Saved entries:
Start of Block
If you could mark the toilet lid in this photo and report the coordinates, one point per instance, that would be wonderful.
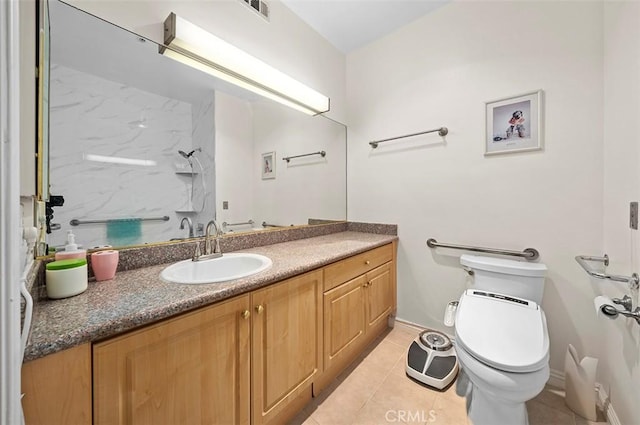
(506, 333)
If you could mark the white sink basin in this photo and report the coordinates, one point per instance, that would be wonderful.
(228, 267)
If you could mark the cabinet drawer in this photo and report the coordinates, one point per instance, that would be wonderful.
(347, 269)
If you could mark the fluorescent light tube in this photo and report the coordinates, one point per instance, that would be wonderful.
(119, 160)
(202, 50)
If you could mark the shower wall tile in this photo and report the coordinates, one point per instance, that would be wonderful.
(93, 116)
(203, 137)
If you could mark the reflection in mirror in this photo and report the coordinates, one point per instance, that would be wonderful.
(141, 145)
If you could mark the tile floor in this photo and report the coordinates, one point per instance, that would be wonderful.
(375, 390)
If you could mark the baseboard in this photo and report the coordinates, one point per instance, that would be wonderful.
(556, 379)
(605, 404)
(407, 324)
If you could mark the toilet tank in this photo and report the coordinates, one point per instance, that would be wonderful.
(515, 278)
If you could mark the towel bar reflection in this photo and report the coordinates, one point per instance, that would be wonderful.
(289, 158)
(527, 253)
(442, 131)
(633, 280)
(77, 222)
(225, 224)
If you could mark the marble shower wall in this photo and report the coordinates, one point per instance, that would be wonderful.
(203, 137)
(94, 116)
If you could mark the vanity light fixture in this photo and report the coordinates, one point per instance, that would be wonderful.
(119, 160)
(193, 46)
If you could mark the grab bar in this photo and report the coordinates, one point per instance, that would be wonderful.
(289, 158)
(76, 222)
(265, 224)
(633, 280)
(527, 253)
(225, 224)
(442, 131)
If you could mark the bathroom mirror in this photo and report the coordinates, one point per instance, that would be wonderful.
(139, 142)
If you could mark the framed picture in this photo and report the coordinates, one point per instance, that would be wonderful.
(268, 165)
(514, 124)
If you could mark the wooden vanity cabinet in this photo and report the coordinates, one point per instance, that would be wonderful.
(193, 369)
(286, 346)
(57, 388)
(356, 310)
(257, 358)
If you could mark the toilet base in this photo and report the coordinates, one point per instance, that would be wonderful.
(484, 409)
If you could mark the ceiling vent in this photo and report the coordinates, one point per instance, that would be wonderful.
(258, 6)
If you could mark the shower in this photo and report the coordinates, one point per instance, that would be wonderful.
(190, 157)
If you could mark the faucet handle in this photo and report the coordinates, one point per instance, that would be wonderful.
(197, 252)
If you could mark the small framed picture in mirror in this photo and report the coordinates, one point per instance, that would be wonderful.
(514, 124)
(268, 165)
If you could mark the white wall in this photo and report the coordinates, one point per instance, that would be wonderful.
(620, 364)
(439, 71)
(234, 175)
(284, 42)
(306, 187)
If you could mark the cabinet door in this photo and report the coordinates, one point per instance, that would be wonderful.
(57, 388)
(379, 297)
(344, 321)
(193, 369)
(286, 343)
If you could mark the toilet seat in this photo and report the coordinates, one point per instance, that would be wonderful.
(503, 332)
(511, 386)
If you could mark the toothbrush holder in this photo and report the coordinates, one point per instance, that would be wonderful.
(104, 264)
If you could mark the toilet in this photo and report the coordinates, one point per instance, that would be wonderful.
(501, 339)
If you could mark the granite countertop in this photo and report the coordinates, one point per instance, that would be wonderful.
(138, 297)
End of Block
Start of Block
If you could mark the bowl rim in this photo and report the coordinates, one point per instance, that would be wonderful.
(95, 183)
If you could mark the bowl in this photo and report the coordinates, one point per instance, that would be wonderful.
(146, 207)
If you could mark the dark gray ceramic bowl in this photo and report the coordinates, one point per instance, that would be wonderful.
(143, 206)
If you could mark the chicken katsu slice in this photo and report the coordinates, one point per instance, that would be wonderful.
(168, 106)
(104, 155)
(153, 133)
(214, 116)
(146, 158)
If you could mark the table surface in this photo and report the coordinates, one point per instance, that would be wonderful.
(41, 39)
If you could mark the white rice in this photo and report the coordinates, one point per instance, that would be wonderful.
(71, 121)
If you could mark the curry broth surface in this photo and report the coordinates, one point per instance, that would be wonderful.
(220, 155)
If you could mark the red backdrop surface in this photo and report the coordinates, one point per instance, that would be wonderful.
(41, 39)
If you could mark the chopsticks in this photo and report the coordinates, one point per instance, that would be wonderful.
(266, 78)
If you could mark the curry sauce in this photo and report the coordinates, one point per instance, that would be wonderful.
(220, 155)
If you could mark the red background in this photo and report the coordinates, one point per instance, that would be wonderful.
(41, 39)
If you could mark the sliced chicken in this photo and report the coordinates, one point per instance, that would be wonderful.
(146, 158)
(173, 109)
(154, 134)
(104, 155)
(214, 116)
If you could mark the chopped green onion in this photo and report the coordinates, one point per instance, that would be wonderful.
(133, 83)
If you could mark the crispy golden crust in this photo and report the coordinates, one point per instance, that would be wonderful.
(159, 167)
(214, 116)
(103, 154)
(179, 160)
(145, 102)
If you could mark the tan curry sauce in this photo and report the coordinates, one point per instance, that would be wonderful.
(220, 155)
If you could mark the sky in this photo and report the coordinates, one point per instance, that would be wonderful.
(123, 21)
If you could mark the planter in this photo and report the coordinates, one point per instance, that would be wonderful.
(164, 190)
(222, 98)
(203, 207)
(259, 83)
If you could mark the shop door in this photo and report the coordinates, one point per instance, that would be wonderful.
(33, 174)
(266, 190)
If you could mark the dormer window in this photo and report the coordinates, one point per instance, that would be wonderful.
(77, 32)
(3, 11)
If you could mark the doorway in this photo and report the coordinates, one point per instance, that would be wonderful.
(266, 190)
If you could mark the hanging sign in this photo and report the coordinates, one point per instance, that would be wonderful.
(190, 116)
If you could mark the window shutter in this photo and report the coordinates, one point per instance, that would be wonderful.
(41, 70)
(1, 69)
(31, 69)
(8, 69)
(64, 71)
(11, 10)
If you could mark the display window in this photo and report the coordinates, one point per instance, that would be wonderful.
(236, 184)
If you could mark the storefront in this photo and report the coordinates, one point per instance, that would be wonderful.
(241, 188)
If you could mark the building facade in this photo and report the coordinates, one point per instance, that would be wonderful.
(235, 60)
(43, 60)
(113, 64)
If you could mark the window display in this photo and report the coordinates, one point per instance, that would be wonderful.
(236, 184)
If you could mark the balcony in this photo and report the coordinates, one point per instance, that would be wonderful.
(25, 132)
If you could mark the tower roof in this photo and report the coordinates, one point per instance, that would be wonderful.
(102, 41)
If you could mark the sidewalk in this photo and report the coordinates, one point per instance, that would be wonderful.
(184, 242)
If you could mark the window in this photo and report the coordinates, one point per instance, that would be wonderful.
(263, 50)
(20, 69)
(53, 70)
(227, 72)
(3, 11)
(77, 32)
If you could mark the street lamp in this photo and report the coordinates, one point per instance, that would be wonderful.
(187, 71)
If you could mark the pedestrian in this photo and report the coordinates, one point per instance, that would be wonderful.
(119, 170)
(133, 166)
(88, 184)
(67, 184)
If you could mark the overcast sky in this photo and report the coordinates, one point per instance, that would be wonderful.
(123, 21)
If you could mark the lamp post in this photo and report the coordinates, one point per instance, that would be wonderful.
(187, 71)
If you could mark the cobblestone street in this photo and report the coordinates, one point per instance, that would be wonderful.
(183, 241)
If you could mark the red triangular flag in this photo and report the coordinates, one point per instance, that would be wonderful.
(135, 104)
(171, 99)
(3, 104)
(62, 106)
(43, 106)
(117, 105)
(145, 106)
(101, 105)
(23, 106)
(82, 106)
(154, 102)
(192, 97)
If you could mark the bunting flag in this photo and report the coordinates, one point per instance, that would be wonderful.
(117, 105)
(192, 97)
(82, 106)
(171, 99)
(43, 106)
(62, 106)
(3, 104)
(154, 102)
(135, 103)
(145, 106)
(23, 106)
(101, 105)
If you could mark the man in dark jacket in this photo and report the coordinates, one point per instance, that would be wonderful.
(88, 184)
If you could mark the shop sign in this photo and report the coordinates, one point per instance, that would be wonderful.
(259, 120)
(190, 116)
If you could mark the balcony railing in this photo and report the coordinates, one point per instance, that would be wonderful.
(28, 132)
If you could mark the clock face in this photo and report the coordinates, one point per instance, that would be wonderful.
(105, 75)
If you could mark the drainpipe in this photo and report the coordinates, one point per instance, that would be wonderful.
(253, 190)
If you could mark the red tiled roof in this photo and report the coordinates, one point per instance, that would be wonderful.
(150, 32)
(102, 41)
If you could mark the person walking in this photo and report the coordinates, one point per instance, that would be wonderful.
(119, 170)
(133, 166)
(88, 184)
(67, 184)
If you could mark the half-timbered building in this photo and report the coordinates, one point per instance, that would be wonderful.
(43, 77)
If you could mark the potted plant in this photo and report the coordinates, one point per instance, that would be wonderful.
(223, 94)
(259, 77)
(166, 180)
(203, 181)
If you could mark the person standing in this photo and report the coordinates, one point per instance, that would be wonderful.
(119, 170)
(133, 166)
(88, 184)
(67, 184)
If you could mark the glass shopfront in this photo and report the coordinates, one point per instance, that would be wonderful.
End of Block
TASK TO COMPLETE: Going back over the entries above, copy word for word every line from the one that has "If you could mark the shop sign" on through the one that has "If you could mark the glass".

TASK RESULT:
If you could mark the shop sign in this photo and report the coordinates, one point per instance, that would be wonderful.
(259, 120)
(190, 116)
If you could mark the balcony railing in this photo and report the coordinates, one point per instance, that would be wonderful.
(28, 132)
If you could mark the clock face in this photo and report the coordinates, one point per instance, that would be wonderful.
(105, 75)
If you could mark the drainpipe in this photo and report the coordinates, one point per instance, that would be wonderful.
(253, 190)
If you could mark the red tiled roof in this photo and report the coordinates, one point per instance, that would be wonderful.
(150, 32)
(102, 41)
If you could mark the person walking in this photo and report the coordinates, one point per instance, that would be wonderful.
(119, 170)
(133, 166)
(88, 184)
(67, 184)
If you could mark the half-timbered building in this photo and report the coordinates, one point per instance, that would be wonderful.
(43, 77)
If you could mark the potted plant in this photo and report the coordinates, one point per instance, that would be wonderful.
(223, 94)
(259, 77)
(166, 180)
(203, 181)
If you could mark the person standing in this photo and report the coordinates, one point per instance, that would be wonderful.
(119, 170)
(133, 166)
(88, 184)
(67, 184)
If you could mark the glass shopfront in this photo and report the coordinates, one point per instance, that would be wonderful.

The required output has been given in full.